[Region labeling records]
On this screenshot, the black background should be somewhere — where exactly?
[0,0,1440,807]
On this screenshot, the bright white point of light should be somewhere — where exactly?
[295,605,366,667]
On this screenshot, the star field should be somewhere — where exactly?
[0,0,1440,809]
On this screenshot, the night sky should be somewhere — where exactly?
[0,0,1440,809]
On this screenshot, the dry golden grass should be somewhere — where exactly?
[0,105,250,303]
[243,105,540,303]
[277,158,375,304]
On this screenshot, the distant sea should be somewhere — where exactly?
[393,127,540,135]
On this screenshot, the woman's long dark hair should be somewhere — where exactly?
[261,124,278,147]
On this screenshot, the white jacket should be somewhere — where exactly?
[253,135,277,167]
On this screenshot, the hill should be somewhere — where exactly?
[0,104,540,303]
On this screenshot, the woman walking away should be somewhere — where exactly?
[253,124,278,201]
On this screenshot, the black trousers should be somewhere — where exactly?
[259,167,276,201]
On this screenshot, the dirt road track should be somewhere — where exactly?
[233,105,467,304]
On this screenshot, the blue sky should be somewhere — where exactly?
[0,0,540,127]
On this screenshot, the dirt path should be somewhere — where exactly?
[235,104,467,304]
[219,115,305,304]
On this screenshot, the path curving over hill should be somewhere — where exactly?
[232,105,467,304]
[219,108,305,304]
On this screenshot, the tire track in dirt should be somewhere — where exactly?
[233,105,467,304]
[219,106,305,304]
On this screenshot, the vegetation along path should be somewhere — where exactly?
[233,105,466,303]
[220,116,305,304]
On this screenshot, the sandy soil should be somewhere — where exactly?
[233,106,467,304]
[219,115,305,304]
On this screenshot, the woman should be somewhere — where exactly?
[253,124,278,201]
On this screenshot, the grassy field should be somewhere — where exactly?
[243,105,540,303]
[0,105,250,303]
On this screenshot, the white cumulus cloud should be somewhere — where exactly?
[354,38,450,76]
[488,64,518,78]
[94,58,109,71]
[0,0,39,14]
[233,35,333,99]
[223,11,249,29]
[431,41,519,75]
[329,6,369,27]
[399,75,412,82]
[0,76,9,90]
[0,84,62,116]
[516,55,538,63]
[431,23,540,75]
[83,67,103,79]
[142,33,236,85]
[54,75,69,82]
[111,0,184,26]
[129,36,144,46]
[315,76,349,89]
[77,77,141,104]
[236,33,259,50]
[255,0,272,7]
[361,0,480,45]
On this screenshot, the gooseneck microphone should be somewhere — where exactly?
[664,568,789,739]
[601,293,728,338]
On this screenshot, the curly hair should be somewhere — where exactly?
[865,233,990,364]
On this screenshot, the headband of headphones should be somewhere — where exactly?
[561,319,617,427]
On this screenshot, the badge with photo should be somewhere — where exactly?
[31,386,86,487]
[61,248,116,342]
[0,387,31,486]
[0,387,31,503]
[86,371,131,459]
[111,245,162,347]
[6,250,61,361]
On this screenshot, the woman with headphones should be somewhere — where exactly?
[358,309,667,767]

### What you are asked to do
Return every entry exactly as given.

### Written solution
On this screenshot, the black background should be somewhere — where exactly?
[0,0,1440,807]
On this screenshot, the bright white point of light should be somewhere — where exactly?
[295,605,366,667]
On this screenshot, the star field should be somewhere — where exactly?
[0,0,1440,809]
On this screenshot, the night sky should be somewhere — where exactly?
[0,0,1440,809]
On this screenshot, the dry golden grass should be somewhere — where exactly?
[0,105,250,303]
[243,105,540,303]
[277,158,375,304]
On this screenshot, the distant sea should be somewhere — where exactly?
[393,127,540,135]
On this screenshot, the woman's long dark hair should be somewhere — where exactly?
[261,124,278,147]
On this screenshot, the white jacket should be somewhere — where exactly?
[253,135,277,167]
On this screenshot, the hill should be somewhere — where exactly?
[0,104,540,303]
On this screenshot, the woman walking away should be somewhere — where exactly?
[253,124,278,201]
On this screenshot, the black trousers should be somewhere — where exactly?
[259,167,276,201]
On this screenshot, the dirt road track should be somewhere — where exactly?
[233,105,467,304]
On this screenshot, the blue sky should be somewhere — where exactly?
[0,0,540,127]
On this screenshot, the dirt path should be somewhere — where exactly?
[235,104,467,304]
[219,115,305,304]
On this screenshot, the path curving over hill should be somewhere — where exactly?
[232,105,467,304]
[219,108,305,304]
On this screenshot, the tire track in dirt should be somewhere — where exactly?
[233,105,467,304]
[219,106,305,304]
On this screenshot, the vegetation along path should be somewhere — where exactly?
[233,105,466,303]
[220,116,305,304]
On this screenshot, the sandy soil should be somewhere — where exactly?
[233,106,467,304]
[219,115,305,304]
On this screenshot, the woman should be somewhere — where exactly?
[253,124,278,201]
On this screenshot, the grassy field should be somewhere — where exactly?
[243,105,540,303]
[0,105,250,303]
On this screenshot, the white cumulus cloud should be somewhere — where exactly?
[354,38,450,76]
[488,64,518,78]
[94,58,109,71]
[0,0,39,14]
[233,35,333,99]
[223,11,249,29]
[431,41,519,75]
[329,6,369,27]
[399,75,412,82]
[0,76,9,90]
[0,84,62,116]
[516,55,538,63]
[431,23,540,75]
[83,67,103,79]
[142,33,236,85]
[54,75,69,82]
[111,0,184,26]
[129,36,144,46]
[315,76,349,89]
[77,77,141,104]
[236,33,259,50]
[255,0,272,7]
[361,0,480,45]
On this screenshot, the gooseneck microphone should be somewhere — where exactly?
[664,568,789,739]
[601,293,728,338]
On this screenshot, the curly hair should be somewhere — where exactly?
[865,233,990,364]
On this screenshot, the headband of headphones should be somewhere — where exactly?
[561,319,617,427]
On this screenshot, the badge with photo should be somewhere — where exactly?
[31,386,86,487]
[61,248,116,342]
[0,387,31,486]
[0,387,31,503]
[86,371,131,459]
[111,245,162,347]
[6,250,61,361]
On this screenshot, the woman with headphones should be somewhere — where exactly?
[358,309,667,767]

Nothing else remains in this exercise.